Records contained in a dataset
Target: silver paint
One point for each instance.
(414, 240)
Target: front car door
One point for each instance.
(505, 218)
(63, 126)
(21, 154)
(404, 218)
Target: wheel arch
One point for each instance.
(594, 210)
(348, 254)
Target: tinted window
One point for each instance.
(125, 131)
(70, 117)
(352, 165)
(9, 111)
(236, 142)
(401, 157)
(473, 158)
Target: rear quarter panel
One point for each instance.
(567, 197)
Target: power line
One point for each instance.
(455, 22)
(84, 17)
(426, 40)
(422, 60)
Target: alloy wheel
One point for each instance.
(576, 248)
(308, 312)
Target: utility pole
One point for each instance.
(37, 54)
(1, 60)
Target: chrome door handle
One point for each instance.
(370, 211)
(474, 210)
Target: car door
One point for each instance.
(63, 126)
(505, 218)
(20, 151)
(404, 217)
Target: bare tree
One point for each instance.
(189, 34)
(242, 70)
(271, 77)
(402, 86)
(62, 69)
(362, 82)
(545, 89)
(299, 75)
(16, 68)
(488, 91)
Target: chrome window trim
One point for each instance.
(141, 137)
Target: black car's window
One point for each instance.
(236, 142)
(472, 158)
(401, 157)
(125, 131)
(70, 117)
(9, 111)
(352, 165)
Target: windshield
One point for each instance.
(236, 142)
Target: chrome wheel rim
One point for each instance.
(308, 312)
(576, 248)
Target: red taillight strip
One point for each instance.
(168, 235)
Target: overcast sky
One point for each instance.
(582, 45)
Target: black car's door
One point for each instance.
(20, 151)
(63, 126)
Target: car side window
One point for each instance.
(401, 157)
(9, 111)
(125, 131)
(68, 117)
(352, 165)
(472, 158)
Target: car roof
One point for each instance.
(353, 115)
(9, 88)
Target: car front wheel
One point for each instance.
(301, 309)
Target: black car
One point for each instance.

What is expected
Your answer must consist only of the lines from the one with "Target: windshield" through the final line of the entries, each retyped exactly.

Solution
Target: windshield
One point for each instance.
(236, 142)
Target: chrome wheel rim
One point for each instance.
(308, 312)
(576, 248)
Target: red taillight strip
One point for each instance.
(168, 235)
Target: overcast sky
One point for each instance.
(582, 45)
Target: black car's door
One point for each instance.
(20, 151)
(63, 126)
Target: car side window
One point for each instance.
(401, 157)
(9, 111)
(125, 131)
(68, 117)
(352, 165)
(472, 158)
Target: car roof
One point for each instance.
(353, 115)
(9, 88)
Target: car front wheel
One point for each instance.
(301, 309)
Target: black car
One point for each instance.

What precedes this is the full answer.